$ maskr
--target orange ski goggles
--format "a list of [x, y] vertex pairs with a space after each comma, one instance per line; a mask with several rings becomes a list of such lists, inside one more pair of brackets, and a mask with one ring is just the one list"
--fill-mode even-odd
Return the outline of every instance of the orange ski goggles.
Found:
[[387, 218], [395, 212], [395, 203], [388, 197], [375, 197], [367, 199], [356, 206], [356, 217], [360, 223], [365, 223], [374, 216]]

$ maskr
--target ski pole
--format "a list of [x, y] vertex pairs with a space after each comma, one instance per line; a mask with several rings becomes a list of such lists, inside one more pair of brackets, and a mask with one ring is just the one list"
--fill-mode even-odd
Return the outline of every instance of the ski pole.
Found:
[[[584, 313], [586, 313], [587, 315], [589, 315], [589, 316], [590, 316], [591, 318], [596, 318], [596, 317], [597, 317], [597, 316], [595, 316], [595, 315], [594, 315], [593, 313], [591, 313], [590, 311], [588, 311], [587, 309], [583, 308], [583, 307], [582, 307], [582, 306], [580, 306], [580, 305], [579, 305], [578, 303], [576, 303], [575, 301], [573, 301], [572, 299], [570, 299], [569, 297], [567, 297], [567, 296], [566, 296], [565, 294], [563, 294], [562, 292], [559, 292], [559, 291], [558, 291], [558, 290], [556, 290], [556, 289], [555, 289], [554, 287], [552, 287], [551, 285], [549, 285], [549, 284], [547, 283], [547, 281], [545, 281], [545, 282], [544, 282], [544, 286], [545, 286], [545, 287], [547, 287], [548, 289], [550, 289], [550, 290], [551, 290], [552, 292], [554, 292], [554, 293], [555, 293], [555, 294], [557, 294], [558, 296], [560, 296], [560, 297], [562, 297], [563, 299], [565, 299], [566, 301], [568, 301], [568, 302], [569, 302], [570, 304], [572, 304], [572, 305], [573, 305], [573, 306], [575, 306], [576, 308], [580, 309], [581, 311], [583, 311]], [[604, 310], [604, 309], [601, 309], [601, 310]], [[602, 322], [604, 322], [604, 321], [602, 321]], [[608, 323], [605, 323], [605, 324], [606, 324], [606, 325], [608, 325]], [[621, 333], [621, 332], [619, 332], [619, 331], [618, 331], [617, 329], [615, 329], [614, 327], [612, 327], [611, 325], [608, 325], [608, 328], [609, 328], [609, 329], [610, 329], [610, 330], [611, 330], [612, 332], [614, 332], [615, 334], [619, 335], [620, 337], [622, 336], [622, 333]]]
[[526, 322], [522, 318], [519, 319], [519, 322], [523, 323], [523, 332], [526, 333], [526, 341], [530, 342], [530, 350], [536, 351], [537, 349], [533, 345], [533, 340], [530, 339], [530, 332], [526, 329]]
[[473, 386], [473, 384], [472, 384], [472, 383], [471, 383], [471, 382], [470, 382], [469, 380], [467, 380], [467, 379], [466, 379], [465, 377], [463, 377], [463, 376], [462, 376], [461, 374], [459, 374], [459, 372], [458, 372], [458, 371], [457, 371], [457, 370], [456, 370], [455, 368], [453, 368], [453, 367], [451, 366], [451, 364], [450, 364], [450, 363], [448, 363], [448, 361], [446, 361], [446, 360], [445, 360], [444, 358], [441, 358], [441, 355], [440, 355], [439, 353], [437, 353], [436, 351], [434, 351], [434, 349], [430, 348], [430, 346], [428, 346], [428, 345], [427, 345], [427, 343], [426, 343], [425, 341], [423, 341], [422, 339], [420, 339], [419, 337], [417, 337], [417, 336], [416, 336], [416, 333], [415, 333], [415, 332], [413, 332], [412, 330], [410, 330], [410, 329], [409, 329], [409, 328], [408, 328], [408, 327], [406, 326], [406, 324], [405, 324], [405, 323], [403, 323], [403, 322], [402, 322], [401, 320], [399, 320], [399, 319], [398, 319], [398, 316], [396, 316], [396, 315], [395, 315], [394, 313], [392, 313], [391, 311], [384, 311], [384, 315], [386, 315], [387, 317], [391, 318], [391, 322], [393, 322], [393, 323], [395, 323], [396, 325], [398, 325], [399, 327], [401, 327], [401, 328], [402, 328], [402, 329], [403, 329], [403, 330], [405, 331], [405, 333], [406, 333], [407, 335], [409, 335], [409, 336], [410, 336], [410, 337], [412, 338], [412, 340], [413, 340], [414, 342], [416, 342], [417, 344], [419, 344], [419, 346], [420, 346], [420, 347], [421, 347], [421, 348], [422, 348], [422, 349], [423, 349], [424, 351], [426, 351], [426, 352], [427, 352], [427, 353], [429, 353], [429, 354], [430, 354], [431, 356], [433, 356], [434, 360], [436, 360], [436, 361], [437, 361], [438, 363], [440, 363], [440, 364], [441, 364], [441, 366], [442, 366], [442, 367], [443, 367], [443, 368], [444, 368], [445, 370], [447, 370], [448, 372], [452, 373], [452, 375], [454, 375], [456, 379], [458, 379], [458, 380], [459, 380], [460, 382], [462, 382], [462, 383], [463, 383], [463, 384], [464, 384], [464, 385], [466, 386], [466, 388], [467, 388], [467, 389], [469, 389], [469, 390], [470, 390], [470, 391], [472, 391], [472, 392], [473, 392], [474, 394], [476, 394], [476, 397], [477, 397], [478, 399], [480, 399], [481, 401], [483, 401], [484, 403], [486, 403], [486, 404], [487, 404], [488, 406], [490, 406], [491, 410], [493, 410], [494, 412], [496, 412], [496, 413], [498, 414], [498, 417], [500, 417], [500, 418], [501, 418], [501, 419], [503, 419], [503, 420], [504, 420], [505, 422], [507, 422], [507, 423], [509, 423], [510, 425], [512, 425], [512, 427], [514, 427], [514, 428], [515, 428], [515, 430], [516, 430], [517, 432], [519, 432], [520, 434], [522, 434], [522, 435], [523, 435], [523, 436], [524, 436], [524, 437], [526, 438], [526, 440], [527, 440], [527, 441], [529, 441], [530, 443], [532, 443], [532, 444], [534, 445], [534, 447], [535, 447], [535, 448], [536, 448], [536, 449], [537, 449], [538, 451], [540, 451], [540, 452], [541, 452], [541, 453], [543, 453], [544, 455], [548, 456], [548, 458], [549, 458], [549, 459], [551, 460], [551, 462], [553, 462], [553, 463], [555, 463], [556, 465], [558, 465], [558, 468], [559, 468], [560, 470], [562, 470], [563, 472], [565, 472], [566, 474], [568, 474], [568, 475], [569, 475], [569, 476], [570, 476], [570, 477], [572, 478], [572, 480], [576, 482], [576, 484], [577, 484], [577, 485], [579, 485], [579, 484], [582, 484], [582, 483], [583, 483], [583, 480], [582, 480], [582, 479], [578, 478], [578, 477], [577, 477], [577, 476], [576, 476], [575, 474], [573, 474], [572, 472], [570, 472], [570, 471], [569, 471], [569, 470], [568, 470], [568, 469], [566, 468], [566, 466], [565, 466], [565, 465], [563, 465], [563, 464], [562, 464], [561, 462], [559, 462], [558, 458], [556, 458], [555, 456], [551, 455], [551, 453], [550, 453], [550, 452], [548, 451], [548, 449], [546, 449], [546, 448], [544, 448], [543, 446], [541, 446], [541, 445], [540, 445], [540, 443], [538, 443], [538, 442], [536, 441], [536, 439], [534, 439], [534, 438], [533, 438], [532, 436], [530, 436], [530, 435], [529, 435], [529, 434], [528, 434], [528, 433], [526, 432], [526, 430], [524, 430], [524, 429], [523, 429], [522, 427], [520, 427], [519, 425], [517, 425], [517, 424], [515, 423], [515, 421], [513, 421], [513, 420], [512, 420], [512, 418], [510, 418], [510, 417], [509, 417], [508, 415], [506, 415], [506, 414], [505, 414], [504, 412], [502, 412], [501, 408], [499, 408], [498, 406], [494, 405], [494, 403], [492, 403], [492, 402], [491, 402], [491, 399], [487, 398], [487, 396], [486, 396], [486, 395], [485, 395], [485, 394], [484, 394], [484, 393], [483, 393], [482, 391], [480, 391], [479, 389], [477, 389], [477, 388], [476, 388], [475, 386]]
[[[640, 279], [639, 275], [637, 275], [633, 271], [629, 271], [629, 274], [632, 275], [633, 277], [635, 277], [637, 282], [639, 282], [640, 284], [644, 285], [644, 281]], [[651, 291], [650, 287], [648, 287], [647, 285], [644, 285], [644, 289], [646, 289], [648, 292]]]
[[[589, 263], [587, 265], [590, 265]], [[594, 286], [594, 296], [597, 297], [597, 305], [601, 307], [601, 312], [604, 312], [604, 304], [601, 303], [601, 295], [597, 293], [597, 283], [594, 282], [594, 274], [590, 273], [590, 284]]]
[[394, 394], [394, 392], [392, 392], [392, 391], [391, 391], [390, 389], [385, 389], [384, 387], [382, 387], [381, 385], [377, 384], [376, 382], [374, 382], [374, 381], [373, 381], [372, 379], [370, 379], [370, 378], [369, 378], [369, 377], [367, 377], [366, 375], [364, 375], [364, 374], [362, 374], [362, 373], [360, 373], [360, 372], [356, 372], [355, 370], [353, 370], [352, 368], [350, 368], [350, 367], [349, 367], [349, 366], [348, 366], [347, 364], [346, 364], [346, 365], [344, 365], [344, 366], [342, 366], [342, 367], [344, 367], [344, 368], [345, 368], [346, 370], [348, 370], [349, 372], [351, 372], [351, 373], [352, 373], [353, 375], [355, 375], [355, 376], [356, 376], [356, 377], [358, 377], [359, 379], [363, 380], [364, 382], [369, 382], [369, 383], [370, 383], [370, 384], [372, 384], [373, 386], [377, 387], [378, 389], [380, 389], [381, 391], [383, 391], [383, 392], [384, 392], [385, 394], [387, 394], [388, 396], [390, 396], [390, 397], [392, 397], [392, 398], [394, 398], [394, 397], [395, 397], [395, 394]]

——————————

* **PROBLEM REQUIREMENTS**
All lines in the listing above from the line containing "--target ski pole" to the line containing "Return the outline of every instance of the ski", inclusive, should be retyped exactly; no other lines should appear.

* **SOLUTION TO THIS TASK**
--target ski pole
--format "a list of [x, y] vertex pairs with a space after each comma, one instance per line; a mask with several rings becomes a list of such lists, inside one more pair of brackets, and a mask with one ring is just the one list"
--fill-mode even-odd
Return the outline of every instance of the ski pole.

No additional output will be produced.